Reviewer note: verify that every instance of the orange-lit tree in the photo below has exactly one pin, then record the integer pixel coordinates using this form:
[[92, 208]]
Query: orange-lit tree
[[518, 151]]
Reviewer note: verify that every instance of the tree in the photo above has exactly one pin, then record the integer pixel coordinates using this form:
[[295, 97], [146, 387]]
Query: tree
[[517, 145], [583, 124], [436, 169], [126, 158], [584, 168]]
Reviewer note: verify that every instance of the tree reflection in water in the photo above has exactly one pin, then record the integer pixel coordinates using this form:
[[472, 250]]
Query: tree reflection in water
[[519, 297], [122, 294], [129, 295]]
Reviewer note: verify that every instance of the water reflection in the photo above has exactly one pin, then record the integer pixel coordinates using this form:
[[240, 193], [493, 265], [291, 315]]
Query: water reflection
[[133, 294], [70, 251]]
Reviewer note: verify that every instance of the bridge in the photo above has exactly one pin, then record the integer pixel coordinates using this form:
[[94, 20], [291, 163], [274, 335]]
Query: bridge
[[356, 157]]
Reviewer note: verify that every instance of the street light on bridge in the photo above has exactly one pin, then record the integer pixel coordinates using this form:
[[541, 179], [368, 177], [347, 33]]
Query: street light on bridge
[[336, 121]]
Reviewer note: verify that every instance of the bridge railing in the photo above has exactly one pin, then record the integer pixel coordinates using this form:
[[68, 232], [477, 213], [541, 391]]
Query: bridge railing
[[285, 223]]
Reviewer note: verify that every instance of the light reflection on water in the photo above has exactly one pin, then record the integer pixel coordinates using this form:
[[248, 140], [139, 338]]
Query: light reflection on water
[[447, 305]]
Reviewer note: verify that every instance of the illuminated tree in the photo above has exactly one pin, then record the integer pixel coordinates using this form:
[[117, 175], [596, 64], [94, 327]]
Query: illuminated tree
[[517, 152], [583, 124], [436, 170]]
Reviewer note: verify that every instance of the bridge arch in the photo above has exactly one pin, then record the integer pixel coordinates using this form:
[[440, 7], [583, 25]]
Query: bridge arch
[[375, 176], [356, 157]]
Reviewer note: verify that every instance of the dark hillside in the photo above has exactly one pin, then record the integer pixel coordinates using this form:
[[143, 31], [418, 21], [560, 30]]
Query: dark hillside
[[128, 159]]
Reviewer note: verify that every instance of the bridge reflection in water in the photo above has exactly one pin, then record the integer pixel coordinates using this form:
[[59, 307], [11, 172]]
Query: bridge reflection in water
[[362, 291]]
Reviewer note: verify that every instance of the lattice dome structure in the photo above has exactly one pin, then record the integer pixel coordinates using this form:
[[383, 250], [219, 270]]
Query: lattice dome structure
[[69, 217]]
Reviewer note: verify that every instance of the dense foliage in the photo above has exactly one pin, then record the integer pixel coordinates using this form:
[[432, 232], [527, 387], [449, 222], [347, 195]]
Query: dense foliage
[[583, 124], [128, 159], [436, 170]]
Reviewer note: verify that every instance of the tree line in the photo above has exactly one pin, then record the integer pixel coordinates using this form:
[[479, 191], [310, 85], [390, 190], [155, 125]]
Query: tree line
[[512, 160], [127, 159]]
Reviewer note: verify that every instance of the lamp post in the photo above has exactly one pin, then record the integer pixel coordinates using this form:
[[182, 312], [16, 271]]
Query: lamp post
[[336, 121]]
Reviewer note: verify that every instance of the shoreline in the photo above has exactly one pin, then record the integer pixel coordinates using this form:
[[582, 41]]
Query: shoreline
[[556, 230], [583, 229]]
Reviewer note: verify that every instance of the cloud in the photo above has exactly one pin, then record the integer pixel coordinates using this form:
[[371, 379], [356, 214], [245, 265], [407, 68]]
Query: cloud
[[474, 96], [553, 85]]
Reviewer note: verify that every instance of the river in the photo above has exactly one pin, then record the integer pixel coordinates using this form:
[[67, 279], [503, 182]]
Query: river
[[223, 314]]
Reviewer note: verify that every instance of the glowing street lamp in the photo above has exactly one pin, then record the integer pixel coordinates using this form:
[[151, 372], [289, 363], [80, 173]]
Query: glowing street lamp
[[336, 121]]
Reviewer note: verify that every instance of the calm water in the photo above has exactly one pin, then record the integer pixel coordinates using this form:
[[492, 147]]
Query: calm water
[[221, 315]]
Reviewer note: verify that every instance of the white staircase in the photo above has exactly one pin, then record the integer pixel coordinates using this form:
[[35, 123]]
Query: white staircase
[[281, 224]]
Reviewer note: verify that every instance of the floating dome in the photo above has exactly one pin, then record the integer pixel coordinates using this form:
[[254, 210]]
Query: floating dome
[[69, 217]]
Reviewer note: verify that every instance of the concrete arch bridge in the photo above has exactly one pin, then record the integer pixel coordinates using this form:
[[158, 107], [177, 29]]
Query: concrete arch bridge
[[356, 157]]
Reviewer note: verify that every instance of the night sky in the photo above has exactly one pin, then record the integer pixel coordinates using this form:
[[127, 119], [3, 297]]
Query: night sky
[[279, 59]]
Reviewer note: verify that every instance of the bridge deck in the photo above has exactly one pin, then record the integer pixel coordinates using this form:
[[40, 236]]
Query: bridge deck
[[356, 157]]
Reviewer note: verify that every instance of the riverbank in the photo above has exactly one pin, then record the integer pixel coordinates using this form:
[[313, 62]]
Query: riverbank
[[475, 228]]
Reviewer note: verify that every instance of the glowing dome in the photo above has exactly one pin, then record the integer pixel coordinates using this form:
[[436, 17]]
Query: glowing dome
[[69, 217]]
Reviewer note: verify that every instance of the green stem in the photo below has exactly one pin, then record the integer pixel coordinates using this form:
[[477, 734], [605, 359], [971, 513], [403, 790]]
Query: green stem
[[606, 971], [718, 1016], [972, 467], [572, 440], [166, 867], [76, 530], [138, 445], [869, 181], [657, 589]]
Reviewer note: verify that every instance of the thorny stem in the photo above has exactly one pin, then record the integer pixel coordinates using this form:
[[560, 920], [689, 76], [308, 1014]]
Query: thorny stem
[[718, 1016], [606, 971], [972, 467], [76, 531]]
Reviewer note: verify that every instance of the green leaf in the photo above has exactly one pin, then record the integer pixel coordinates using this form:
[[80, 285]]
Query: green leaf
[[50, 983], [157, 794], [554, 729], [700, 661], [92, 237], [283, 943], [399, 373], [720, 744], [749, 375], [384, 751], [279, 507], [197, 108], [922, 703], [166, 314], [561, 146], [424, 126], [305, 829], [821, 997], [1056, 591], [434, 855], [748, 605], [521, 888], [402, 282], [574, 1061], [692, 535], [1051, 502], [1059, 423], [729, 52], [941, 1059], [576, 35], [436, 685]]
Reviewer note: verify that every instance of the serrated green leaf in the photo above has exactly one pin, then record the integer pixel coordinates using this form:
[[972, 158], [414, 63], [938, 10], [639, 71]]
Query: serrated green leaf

▸ **Goal of the exercise**
Can you turn all of the entries above into a numbered list, with any blank lines left out?

▸ **Full output**
1. Reviewer note: verify that every instance of the orange-lit tree in the photo below has exactly one pin, then record the integer pixel coordinates using this form:
2. [[92, 208]]
3. Query: orange-lit tree
4. [[518, 151]]
5. Reviewer note: verify that every instance of the tree in the photo above has exactly one pin, then record the integer pixel coordinates using this form:
6. [[295, 97], [146, 387]]
7. Query: tree
8. [[517, 145], [583, 124], [436, 169], [126, 158], [584, 168]]
9. Reviewer note: verify that every instance of the tree reflection in water in the photo above has exactly one pin, then record the integer pixel coordinates using this form:
10. [[472, 250]]
11. Query: tree reflection in water
12. [[519, 297], [122, 294], [129, 295]]
13. Reviewer note: verify that every instance of the water reflection in the photo above has exactly one pin, then record the integer pixel coordinates using this form:
14. [[240, 193], [493, 265], [291, 315]]
15. Query: water reflection
16. [[133, 294], [70, 251]]
17. Reviewer note: verify that every instance of the bridge in the photo above has exactly one pin, then record the integer pixel coordinates using this form:
18. [[94, 20], [291, 163], [274, 335]]
19. Query: bridge
20. [[356, 157]]
21. Reviewer note: verify that every instance of the street light on bridge in the photo above has exactly one pin, then record the integer pixel coordinates using this form:
22. [[541, 179], [368, 177], [347, 33]]
23. Query: street light on bridge
24. [[336, 121]]
25. Reviewer note: verify that every instance of the bridge railing in the photo above has exactly one pin, then record the integer pixel coordinates using this form:
26. [[68, 232], [477, 213], [541, 391]]
27. Query: bridge railing
28. [[285, 223]]
29. Reviewer note: verify that every instance of the light reflection on water in the photo above has exactly one pin, then record the integer pixel coordinates using this form:
30. [[248, 140], [139, 338]]
31. Query: light reflection on water
32. [[447, 305]]
33. Reviewer note: verify that every instance of the illuminated tree in the photo above has exactly one pin, then record the integer pixel coordinates using this form:
34. [[117, 175], [596, 64], [94, 327]]
35. Query: illuminated tree
36. [[517, 152], [583, 124], [436, 170]]
37. Reviewer note: verify that every instance of the bridge arch in the photo above has exactly one pin, then record the integer pixel coordinates using this form:
38. [[440, 7], [583, 25]]
39. Query: bridge arch
40. [[375, 176], [356, 157]]
41. Reviewer note: verify that every instance of the dark hillside in the photo above has exactly one pin, then record the integer pixel coordinates using this form:
42. [[143, 31], [418, 21], [560, 30]]
43. Query: dark hillside
44. [[128, 159]]
45. Reviewer note: verify that every instance of the bridge reflection in water in the photo above has exactly one pin, then record the integer pixel coordinates using this form:
46. [[59, 307], [11, 172]]
47. Query: bridge reflection in water
48. [[362, 291]]
49. Reviewer note: verify that every instance of the lattice dome structure in the photo above has exactly one pin, then record the integer pixel coordinates using this form:
50. [[383, 250], [219, 270]]
51. Query: lattice dome structure
52. [[69, 217]]
53. Reviewer note: verify that every instance of the dense foliage in the photo above has exactly one pin, then record the integer pixel coordinates using this form:
54. [[432, 232], [527, 387], [449, 222], [347, 195]]
55. Query: dense foliage
56. [[583, 124], [128, 159], [436, 170]]
57. Reviewer note: verify that every instance of the tree line in the photo above has exactly one pin, then record the integer pixel coordinates using this form:
58. [[479, 191], [310, 85], [390, 190], [155, 125]]
59. Query: tree line
60. [[512, 160], [127, 159]]
61. Reviewer note: verify that every instance of the lamp post in the photo above has exactly one pin, then record the integer pixel coordinates using this form:
62. [[182, 312], [16, 271]]
63. Query: lamp post
64. [[336, 121]]
65. Reviewer note: verify that every instance of the shoreline in the photo above has exactly one pin, then record the integer pixel coordinates using this form:
66. [[582, 41]]
67. Query: shoreline
68. [[556, 230], [583, 229]]
69. Reviewer note: verify that every instance of the cloud in the photo above has exactly one pin, then record the integer pixel coordinates using this form:
70. [[371, 379], [356, 214], [245, 265], [407, 68]]
71. Query: cloud
72. [[474, 96], [553, 85]]
73. Reviewer note: verify that every instance of the river in the photo above has exactly one pin, then record the integer pixel coordinates using this form:
74. [[67, 279], [503, 182]]
75. Query: river
76. [[223, 314]]
77. Reviewer note: verify that every instance of the glowing street lamp in the photo above has exactly one pin, then record the integer pixel coordinates using this form:
78. [[151, 372], [289, 363], [80, 173]]
79. Query: glowing street lamp
80. [[336, 121]]
81. Reviewer note: verify that every instance of the calm water in the photo above has exactly one pin, then record the integer pixel coordinates using this form:
82. [[492, 147]]
83. Query: calm water
84. [[221, 315]]
85. Reviewer note: verify that every instance of the white staircase in the photo above has exactly one pin, then record the integer pixel coordinates using this form:
86. [[35, 123]]
87. Query: white staircase
88. [[281, 224]]
89. Reviewer note: verify that every instance of the floating dome in the photo above has exactly one pin, then record the integer pixel coordinates using this form:
90. [[254, 210]]
91. Query: floating dome
92. [[69, 217]]
93. Reviewer note: verify that every instance of the concrete arch bridge in the photo above has exactly one pin, then record the integer pixel coordinates using this form:
94. [[158, 107], [177, 29]]
95. Query: concrete arch bridge
96. [[356, 157]]
97. Reviewer note: verify that every instance of the night sky in the photo above has exactly one pin, then record the integer pixel coordinates using this form:
98. [[127, 119], [3, 297]]
99. Query: night sky
100. [[279, 59]]
101. Reviewer note: verify that every instance of the bridge deck in the photo above has exactly one pin, then record the integer pixel coordinates using this form:
102. [[40, 236]]
103. Query: bridge deck
104. [[356, 157]]
105. Reviewer note: verify that every instance of the riverbank in the photo above has exactly one pin, then record the integer pixel coordinates using this form:
106. [[313, 62]]
107. Query: riverbank
108. [[475, 228]]
109. Reviewer note: verify that every instance of the glowing dome in the photo above has exactly one pin, then record the integer pixel coordinates using this form:
110. [[436, 17]]
111. Query: glowing dome
112. [[69, 217]]
113. Reviewer note: verify that every instance of the green stem in the photo below has exactly one pin, then record the integer pixel coordinates using this form:
114. [[477, 734], [605, 359], [971, 513], [403, 790]]
115. Query: green stem
116. [[606, 971], [718, 1016], [972, 467], [572, 440], [166, 867], [76, 530], [138, 445], [869, 181], [657, 589]]
117. Reviewer note: verify that every instance of the thorny stem in the photo above has exactly one pin, then record the integer pixel coordinates using this form:
118. [[560, 920], [689, 76], [308, 1014]]
119. Query: thorny stem
120. [[718, 1016], [606, 971], [972, 467], [76, 531]]
121. Reviewer note: verify that every instance of the green leaf in the photo above has exactly one pin, then record the integer pixel coordinates using this form:
122. [[80, 285]]
123. Query: green leaf
124. [[50, 983], [157, 794], [554, 729], [700, 661], [92, 237], [283, 943], [399, 373], [720, 744], [749, 375], [384, 751], [279, 507], [197, 108], [922, 703], [166, 314], [561, 146], [424, 126], [305, 829], [821, 997], [1056, 591], [434, 855], [748, 605], [521, 888], [402, 282], [574, 1061], [692, 535], [1051, 502], [1059, 423], [729, 52], [941, 1059], [576, 35], [436, 685]]
125. Reviewer note: verify that every instance of the serrated green leaf in the photo above has exactly one pin, then record the integer pixel coordinates using this form:
126. [[972, 158], [414, 63], [938, 10], [639, 71]]
127. Query: serrated green leaf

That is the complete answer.